● **Texte extrait**:
☆ ☆ ☆ ☆ ☆
Pour empêcher la diffusion des hérésies, Torquemada ordonna qu'on brûlât les livres jugés non catholiques, en particulier les Talmuds juifs et, après la défaite finale des Maures à Grenade, également des livres arabes (conduisant à la disparition irrémédiable d'une grande partie des traces de l'histoire du pays de 711 à 1492). Ces cérémonies constituaient la forme originelle des auto de fe (qui prendront également par la suite la forme de cérémonies publiques de « réconciliation » des pécheurs avec l'Église ; l'exécution subséquente de ceux-ci - notamment par le feu, sur le bûcher - n'en faisait cependant "techniquement" pas partie)[39].

Alors que certains acceptent cette conversion forcée, un grand nombre de juifs d'Espagne choisirent de quitter le pays à la suite du décret de l'Alhambra. Leur nombre n'est pas connu exactement. L'historien Juan de Mariana (1536-1624), qui écrit peu après l'événement, parle de 1 700 000, mais ce chiffre est considéré aujourd'hui comme beaucoup trop élevé. Il sera ramené par les historiens ultérieurs à 800 000. Aujourd'hui, on estime qu'entre 50 000 et 150 000 juifs ont choisi la conversion, et 150 000 à 200 000 autres l'exil. Quoi qu'il en soit, le préjudice pour l'Espagne fut considérable, et l'expulsion des juifs du royaume a été l'un des éléments déclencheurs du déclin commercial espagnol.

Cet exil est à l'origine de la communauté ladino dans l'est méditerranéen (spécialement dans l'empire ottoman). Cette communauté continue à pratiquer le judéo-espagnol, variété archaïsante du castillan.

Une figure emblématique et controversée

Torture des Espagnols Juifs

Torquemada est passé à la postérité comme l'un des symboles de l'intolérance et du fanatisme religieux. L'Encyclopædia Britannica écrit par exemple : « Son nom est devenu un symbole des horreurs de l'Inquisition, de l'intolérance religieuse et du fanatisme cruel »[40]. Certains travaux historiques tentent de nuancer l'horreur de l'action meurtrière de Torquemada, en voulant la replacer dans son contexte historique.

Bilan de l'Inquisition espagnole sous Torquemada

Si l'on compte en nombre de victimes, force est de constater que les premières années de l'Inquisition, menée notamment sous le commandement de Torquemada, ont été les plus sévères et les plus violentes de toute la période couverte par l'Inquisition de 1478 à 1834.

Ainsi, dans son Histoire critique de l'Inquisition espagnole (1817-1818), Juan Antonio Llorente, ecclésiastique qui fut secrétaire général du Saint Office espagnol (l'Inquisition) et qui à ce titre a pu travailler sur les archives, a dénombré que durant le temps où Torquemada fut Grand Inquisiteur, 10 220 personnes furent brûlées, 6 860 autres condamnées à être brûlées en effigie, et 97 321 furent « réconciliées » avec l'Église.
☆ ☆ ☆ ☆ ☆
● **Consigne A**: Présentez sous forme de liste numérotée les lignes des enregistrements, de la ligne contenant « The resolver MUST return, for each instance of the wispy » jusqu'à la fin des enregistrements incluse, sans les lignes vides.
L'extrait sur Torquemada n'a aucun rapport avec les enregistrements.
☆ ☆ ☆ ☆ ☆
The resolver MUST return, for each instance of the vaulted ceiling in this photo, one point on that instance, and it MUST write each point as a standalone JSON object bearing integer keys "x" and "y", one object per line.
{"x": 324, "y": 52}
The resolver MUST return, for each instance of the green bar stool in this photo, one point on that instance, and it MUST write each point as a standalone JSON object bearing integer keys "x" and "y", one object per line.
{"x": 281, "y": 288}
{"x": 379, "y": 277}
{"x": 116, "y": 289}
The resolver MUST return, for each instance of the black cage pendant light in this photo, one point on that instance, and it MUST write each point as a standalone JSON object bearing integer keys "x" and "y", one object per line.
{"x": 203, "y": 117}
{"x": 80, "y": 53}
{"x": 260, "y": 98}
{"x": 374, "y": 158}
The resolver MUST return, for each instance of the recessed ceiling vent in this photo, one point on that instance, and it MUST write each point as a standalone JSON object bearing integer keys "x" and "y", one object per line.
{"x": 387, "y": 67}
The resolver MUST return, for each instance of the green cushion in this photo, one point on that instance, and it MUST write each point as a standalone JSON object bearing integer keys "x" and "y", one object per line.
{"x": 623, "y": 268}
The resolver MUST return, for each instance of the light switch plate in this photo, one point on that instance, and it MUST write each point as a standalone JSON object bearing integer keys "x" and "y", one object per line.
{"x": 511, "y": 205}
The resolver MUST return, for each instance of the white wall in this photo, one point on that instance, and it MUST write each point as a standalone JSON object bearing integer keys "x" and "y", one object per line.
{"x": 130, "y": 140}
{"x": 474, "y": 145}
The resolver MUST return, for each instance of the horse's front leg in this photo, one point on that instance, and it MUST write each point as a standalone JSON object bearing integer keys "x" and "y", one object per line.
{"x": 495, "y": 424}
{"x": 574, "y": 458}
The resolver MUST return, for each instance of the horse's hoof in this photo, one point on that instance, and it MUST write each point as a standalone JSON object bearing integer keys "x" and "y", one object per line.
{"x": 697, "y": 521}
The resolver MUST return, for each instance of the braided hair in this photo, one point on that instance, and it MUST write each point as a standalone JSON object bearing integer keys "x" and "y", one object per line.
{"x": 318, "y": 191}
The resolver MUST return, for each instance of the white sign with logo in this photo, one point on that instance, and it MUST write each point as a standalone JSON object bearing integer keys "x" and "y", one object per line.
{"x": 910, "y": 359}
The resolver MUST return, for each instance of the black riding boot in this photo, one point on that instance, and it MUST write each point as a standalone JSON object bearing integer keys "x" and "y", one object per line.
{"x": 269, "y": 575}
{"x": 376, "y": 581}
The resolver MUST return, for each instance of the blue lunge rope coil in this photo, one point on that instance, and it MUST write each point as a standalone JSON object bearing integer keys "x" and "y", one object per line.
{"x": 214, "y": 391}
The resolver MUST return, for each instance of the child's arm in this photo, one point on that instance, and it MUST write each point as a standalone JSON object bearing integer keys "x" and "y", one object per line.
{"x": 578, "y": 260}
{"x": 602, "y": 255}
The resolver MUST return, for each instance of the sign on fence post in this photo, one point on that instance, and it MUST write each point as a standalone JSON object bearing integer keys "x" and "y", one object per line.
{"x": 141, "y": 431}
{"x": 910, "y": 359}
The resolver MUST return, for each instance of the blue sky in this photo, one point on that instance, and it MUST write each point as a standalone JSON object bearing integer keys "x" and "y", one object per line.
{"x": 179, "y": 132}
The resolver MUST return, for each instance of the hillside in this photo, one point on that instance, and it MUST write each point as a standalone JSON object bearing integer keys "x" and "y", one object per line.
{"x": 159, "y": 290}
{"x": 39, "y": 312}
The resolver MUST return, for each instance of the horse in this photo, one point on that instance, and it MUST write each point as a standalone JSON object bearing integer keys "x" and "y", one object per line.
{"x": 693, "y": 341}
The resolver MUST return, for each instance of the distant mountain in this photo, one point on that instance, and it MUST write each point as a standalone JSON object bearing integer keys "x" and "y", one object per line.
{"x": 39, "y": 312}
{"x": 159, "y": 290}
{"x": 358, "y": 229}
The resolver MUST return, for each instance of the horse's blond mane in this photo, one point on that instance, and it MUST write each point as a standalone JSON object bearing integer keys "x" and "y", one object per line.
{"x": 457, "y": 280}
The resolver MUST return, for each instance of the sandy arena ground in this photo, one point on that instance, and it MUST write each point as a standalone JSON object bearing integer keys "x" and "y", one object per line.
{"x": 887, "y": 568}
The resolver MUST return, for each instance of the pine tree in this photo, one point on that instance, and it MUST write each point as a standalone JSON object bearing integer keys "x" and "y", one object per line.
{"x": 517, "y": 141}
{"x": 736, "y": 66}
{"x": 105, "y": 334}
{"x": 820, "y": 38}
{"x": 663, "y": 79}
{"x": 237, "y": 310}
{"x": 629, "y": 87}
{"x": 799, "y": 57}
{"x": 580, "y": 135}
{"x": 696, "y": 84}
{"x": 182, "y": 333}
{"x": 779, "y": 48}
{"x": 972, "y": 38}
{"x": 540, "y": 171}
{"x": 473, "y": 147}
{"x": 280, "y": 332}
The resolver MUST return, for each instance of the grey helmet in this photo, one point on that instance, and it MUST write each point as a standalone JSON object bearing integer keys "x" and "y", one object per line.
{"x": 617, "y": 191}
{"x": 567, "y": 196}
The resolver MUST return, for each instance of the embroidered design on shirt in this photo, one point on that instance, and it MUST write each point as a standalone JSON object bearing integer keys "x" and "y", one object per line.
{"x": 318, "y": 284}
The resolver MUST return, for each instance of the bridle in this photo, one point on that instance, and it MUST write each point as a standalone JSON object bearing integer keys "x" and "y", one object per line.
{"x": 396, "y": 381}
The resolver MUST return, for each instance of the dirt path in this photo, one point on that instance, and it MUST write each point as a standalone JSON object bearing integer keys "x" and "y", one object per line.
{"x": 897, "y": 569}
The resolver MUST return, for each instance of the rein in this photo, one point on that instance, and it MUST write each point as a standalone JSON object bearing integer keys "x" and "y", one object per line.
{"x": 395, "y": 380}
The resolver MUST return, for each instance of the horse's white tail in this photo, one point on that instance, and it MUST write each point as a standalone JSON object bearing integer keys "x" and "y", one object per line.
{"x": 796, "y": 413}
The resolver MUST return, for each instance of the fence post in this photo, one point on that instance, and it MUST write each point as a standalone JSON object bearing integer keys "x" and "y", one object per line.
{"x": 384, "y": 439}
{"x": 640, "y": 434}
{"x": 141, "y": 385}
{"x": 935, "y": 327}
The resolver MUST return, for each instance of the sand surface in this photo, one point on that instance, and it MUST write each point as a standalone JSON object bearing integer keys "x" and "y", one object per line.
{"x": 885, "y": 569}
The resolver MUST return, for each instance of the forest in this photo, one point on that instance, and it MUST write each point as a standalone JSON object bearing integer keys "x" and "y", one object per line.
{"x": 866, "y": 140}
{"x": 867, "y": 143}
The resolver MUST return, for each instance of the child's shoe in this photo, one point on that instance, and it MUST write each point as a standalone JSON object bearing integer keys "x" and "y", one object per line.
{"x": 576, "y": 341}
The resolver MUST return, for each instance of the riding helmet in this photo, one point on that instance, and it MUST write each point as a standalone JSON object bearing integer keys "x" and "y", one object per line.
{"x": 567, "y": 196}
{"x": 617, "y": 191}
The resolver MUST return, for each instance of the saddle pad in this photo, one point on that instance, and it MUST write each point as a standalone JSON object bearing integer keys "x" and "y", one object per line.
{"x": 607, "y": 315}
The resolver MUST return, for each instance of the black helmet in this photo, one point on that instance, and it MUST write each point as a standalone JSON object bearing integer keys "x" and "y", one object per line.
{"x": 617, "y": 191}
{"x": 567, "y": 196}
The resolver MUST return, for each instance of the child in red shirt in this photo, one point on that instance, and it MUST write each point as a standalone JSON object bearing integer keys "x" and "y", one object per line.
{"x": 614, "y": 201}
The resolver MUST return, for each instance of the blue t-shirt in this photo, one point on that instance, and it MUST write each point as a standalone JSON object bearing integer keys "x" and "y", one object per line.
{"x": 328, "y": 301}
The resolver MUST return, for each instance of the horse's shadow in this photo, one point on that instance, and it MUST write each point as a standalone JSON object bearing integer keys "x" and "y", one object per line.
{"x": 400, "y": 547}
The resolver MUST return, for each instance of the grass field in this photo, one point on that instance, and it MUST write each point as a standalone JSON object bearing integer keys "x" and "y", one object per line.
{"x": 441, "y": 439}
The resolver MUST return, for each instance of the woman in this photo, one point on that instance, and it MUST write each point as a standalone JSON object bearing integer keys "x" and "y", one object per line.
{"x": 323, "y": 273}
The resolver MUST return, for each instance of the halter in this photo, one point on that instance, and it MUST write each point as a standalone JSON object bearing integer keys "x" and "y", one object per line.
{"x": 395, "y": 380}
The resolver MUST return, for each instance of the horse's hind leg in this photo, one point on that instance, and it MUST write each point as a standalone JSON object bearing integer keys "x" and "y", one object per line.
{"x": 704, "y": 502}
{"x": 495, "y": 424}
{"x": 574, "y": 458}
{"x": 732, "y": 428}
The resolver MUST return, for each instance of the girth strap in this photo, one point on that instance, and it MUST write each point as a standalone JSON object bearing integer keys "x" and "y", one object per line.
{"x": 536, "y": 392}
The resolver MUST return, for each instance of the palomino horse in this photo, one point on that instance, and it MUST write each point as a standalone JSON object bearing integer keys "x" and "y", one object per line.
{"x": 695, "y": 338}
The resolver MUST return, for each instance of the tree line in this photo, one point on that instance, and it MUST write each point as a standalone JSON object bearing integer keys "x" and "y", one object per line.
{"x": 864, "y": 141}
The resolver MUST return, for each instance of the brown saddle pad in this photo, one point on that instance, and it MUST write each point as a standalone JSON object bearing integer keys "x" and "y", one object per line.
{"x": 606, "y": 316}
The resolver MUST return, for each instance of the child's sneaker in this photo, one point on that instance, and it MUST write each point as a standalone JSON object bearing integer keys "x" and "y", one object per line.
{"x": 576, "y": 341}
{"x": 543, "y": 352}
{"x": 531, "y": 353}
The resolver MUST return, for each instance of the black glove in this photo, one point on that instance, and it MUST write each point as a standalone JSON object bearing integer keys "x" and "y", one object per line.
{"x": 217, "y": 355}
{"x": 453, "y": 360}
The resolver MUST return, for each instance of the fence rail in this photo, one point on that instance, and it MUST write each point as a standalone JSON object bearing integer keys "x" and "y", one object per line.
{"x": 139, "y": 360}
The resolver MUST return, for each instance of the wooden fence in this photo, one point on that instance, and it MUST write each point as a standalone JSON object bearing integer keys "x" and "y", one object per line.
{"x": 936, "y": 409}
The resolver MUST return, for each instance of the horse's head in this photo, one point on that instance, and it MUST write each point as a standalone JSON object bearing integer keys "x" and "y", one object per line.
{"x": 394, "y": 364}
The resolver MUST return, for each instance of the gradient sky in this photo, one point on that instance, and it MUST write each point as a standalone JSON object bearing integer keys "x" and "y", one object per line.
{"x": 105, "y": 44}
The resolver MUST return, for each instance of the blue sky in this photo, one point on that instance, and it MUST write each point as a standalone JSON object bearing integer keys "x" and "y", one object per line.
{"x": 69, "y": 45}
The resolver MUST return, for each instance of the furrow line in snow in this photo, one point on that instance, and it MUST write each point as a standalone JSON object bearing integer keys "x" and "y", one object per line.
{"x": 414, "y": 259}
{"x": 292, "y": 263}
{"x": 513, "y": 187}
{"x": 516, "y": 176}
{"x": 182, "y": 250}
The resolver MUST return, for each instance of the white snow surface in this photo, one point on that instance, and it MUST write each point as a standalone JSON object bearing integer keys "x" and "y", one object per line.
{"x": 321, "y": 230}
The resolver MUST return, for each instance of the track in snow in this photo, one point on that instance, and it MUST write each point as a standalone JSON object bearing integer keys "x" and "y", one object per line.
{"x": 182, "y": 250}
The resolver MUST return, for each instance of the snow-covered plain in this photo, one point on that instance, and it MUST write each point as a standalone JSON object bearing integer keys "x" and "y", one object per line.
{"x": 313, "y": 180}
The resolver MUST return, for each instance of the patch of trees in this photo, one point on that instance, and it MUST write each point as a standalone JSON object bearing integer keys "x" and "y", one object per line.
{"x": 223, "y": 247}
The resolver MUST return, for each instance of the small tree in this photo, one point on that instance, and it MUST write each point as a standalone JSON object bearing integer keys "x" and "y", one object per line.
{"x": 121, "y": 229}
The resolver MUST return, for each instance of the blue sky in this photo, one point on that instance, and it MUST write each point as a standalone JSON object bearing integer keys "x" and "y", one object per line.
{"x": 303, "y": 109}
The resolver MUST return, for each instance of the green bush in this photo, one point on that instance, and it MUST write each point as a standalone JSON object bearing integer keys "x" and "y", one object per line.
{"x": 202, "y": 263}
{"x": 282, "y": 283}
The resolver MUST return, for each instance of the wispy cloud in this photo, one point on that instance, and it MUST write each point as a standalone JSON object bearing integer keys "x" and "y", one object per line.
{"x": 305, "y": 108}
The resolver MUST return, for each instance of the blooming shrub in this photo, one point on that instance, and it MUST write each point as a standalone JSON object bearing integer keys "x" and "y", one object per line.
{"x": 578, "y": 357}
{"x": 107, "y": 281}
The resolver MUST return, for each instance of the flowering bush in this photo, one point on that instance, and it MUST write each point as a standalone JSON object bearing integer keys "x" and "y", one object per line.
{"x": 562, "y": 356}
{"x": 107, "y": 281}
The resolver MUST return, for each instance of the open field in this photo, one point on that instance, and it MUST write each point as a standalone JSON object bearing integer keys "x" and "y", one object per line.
☆ ☆ ☆ ☆ ☆
● **Consigne B**: Relevez toutes les personnes désignées par leur nom dans l'extrait sur Torquemada.

● **Résultat A**:
1. The resolver MUST return, for each instance of the wispy cloud in this photo, one point on that instance, and it MUST write each point as a standalone JSON object bearing integer keys "x" and "y", one object per line.
2. {"x": 305, "y": 108}
3. The resolver MUST return, for each instance of the blooming shrub in this photo, one point on that instance, and it MUST write each point as a standalone JSON object bearing integer keys "x" and "y", one object per line.
4. {"x": 578, "y": 357}
5. {"x": 107, "y": 281}
6. The resolver MUST return, for each instance of the flowering bush in this photo, one point on that instance, and it MUST write each point as a standalone JSON object bearing integer keys "x" and "y", one object per line.
7. {"x": 562, "y": 356}
8. {"x": 107, "y": 281}
9. The resolver MUST return, for each instance of the open field in this photo, one point on that instance, and it MUST write each point as a standalone JSON object bearing integer keys "x" and "y", one object per line.

● **Résultat B**:
- Torquemada
- Juan de Mariana
- Juan Antonio Llorente